PROBLEM REQUIREMENTS:
Nothing may differ between your reply and the listing that follows.

= = = = = = =

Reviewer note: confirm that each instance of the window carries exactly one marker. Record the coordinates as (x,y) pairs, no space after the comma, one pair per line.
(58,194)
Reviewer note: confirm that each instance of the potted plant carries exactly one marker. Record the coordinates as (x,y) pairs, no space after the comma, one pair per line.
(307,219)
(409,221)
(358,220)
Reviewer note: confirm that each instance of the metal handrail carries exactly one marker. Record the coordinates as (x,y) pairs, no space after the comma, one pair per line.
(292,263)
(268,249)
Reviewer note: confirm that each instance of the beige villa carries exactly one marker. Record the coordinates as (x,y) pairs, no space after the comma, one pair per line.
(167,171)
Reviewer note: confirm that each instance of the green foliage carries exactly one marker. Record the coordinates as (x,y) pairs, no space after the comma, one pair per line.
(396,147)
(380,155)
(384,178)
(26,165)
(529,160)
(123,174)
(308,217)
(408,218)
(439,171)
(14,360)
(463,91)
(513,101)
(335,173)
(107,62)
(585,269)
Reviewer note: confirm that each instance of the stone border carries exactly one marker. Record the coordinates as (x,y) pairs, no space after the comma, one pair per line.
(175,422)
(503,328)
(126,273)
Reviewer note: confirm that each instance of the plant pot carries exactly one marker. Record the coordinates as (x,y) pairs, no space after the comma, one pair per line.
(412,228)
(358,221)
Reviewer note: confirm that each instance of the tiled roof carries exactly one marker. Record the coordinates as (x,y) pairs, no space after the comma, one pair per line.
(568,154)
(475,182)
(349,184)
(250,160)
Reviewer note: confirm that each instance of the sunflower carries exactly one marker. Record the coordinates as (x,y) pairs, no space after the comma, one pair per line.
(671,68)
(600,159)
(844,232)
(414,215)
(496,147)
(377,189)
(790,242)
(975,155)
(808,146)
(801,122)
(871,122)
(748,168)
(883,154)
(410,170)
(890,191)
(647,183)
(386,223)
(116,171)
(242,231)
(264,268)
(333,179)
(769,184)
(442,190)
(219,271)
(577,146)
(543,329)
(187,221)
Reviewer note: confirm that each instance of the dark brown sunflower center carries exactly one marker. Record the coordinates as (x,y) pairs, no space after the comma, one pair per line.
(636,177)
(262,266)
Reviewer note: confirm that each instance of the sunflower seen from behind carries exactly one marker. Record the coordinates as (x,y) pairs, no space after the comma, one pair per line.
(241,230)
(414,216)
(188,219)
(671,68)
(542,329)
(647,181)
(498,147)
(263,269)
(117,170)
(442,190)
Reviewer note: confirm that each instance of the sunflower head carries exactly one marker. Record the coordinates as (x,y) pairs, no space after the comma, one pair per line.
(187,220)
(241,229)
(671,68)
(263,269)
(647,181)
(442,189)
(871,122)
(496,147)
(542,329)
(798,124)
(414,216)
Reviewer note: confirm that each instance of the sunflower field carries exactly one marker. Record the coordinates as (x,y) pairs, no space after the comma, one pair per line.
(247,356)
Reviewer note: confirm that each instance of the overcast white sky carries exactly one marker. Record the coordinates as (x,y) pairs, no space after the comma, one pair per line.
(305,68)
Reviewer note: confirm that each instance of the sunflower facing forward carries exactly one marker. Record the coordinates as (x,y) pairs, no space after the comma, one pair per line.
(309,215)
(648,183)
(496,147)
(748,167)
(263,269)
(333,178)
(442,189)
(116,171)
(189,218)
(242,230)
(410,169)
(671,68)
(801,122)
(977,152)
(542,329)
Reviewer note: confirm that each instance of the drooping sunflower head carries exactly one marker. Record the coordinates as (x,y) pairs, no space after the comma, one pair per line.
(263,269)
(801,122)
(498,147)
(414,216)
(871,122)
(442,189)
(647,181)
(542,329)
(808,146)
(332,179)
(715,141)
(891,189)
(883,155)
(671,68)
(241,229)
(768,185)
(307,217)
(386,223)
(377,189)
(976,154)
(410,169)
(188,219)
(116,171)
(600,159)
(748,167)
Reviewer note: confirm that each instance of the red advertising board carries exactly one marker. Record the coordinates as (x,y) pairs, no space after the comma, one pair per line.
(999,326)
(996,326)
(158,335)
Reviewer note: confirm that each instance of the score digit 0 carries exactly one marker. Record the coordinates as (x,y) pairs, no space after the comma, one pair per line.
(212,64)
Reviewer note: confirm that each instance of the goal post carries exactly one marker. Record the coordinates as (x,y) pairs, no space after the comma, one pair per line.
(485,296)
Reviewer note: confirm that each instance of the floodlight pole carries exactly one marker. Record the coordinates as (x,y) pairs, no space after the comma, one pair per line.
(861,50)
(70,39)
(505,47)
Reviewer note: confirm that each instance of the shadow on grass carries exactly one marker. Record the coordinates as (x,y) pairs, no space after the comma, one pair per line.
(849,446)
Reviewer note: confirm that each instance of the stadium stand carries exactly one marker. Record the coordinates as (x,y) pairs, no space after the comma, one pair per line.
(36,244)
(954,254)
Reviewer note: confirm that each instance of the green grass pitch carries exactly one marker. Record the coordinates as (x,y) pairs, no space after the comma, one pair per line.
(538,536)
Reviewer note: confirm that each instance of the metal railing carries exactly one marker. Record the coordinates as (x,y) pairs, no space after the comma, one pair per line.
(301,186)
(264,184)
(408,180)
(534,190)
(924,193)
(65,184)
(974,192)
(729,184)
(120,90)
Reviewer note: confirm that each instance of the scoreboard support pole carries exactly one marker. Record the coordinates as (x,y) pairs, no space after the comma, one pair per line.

= = = = = = =

SOLUTION:
Reviewer note: confirm that each instance of the window carries exactly one marker. Record the coordinates as (x,y) pairs, no space after the comma, one pair per line.
(58,194)
Reviewer note: confirm that each instance of the potted plant carries exactly one marker. Record the coordinates as (x,y) pairs, no space after the comma, one pair per line.
(307,219)
(409,221)
(358,220)
Reviewer note: confirm that each instance of the metal handrail carries exactly one marker. Record the coordinates as (x,y) pairs, no space after the comma, one pair per line.
(292,263)
(268,249)
Reviewer note: confirm that each instance of the beige villa carries exactly one marker. Record the coordinates as (x,y) pairs, no space after the comma, one pair per line.
(167,171)
Reviewer note: confirm that each instance of the green foliage carries exactly one marker. Record the coordinates as (x,y) pairs, no space after the comma, one pair per line.
(396,147)
(380,155)
(384,178)
(26,165)
(529,160)
(123,174)
(308,217)
(408,218)
(439,171)
(14,360)
(463,91)
(513,101)
(335,173)
(107,62)
(585,269)
Reviewer note: confirm that each instance of the stone border carries exactly one marker. Record the coordinates as (x,y) pairs, no space after the comma, one pair per line.
(175,422)
(503,328)
(126,273)
Reviewer note: confirm that each instance of the plant pot carries exactly one marker. Record the coordinates as (x,y) pairs, no space after the comma, one pair per line.
(412,228)
(358,221)
Reviewer note: confirm that each instance of the tiled roof carries exactly one marker. Record the coordinates as (x,y) pairs, no space after the comma, one pair per line.
(568,154)
(475,182)
(349,184)
(250,160)
Reviewer note: confirm that each instance of the sunflower carries exactly one marker. Record the coordinates as (x,y) pairs, no space after the comma, one pair per line.
(671,68)
(600,159)
(844,232)
(414,215)
(496,147)
(377,189)
(790,242)
(975,155)
(808,146)
(801,122)
(871,122)
(748,168)
(883,154)
(410,170)
(890,191)
(647,183)
(386,223)
(116,171)
(242,231)
(264,268)
(333,179)
(769,184)
(442,190)
(219,271)
(577,146)
(543,329)
(187,221)
Reviewer note: confirm that each instance of the dark brown sunflower center carries exactly one marker. Record the coordinates as (x,y) pairs, no space after the comma, one pair per line.
(636,177)
(262,266)
Reviewer note: confirm that each instance of the sunflower seen from behind carries exactly one marker. Record the coordinates as (x,y) pairs, no space after the comma, one pair per line.
(241,230)
(414,216)
(188,219)
(671,68)
(542,329)
(647,181)
(498,147)
(263,269)
(117,170)
(442,190)
Reviewer note: confirm that each instance of the sunflower head carries exactly one marker. Record the coordinates as (x,y) pairs, no space after the comma, one pair per line.
(187,220)
(241,229)
(671,68)
(263,269)
(647,181)
(442,189)
(871,122)
(496,147)
(542,329)
(798,124)
(414,216)
Reviewer note: confirm that each instance of the sunflower field carries exactly one marker. Record the coordinates as (x,y) pairs, no space after the comma, one pair per line.
(247,356)
Reviewer note: confirm that each instance of the overcast white sky carries exactly one marker. Record the coordinates as (x,y) pairs, no space after the comma, one pair per line.
(305,68)
Reviewer note: confirm that each instance of the sunflower facing forward carries exactly one marker. Record the coordinates as (x,y) pairs, no space after the comma, one pair per line.
(309,215)
(648,183)
(496,147)
(748,167)
(263,269)
(333,178)
(442,189)
(116,171)
(189,218)
(242,230)
(410,169)
(671,68)
(801,122)
(977,152)
(542,329)
Reviewer note: confirm that each instance of the drooping sunflower head carries exactly one marker. Record the coordinates as (x,y) pairs, no space after the comma, one pair per line.
(263,269)
(801,122)
(498,147)
(414,216)
(871,122)
(442,189)
(647,181)
(542,329)
(808,146)
(332,179)
(715,141)
(891,189)
(883,155)
(671,68)
(241,229)
(768,185)
(307,217)
(386,223)
(377,189)
(976,154)
(410,169)
(188,219)
(116,171)
(600,159)
(748,167)
Reviewer note: confirm that each instance of the red advertising board carries exactly one marker. Record the coordinates as (x,y) pairs, no space after the comma, one pair per line.
(999,326)
(996,326)
(158,335)
Reviewer note: confirm that each instance of the score digit 0 carries exactly one marker. Record the coordinates as (x,y) pairs, no space after the comma, one pair per line.
(212,64)
Reviewer note: confirm that each instance of the goal post carries exactly one marker. Record the coordinates as (x,y) pairs, no space after the comma, one pair per line.
(485,296)
Reviewer note: confirm that each instance of the floodlight pole carries exactly one marker. Record the coordinates as (x,y) pairs, no space after the comma, one pair per line.
(861,50)
(70,39)
(505,47)
Reviewer note: confirm that each instance of the shadow on grass carries exactly one marker. Record the coordinates as (x,y) pairs, no space after the comma, one pair per line.
(849,446)
Reviewer note: confirm that each instance of the stadium stand carries exactly one marker. Record the coordinates as (x,y) pairs, no space after the comma, one pair per line.
(36,244)
(954,254)
Reviewer note: confirm that each instance of the green grass pitch carries exactly one marker. Record the coordinates as (x,y) pairs, no space after the comma, one pair per line.
(538,536)
Reviewer note: confirm that each instance of the metal railing carries exactly one marker. Record the coordinates as (x,y) pairs, no space after the comma, one pair per line.
(301,186)
(264,184)
(408,180)
(534,190)
(924,193)
(65,184)
(974,192)
(729,184)
(120,90)
Reviewer note: confirm that each instance of the scoreboard support pole carries exactly one marker. Record the coordinates as (x,y) pairs, no space after the comma, one pair per line.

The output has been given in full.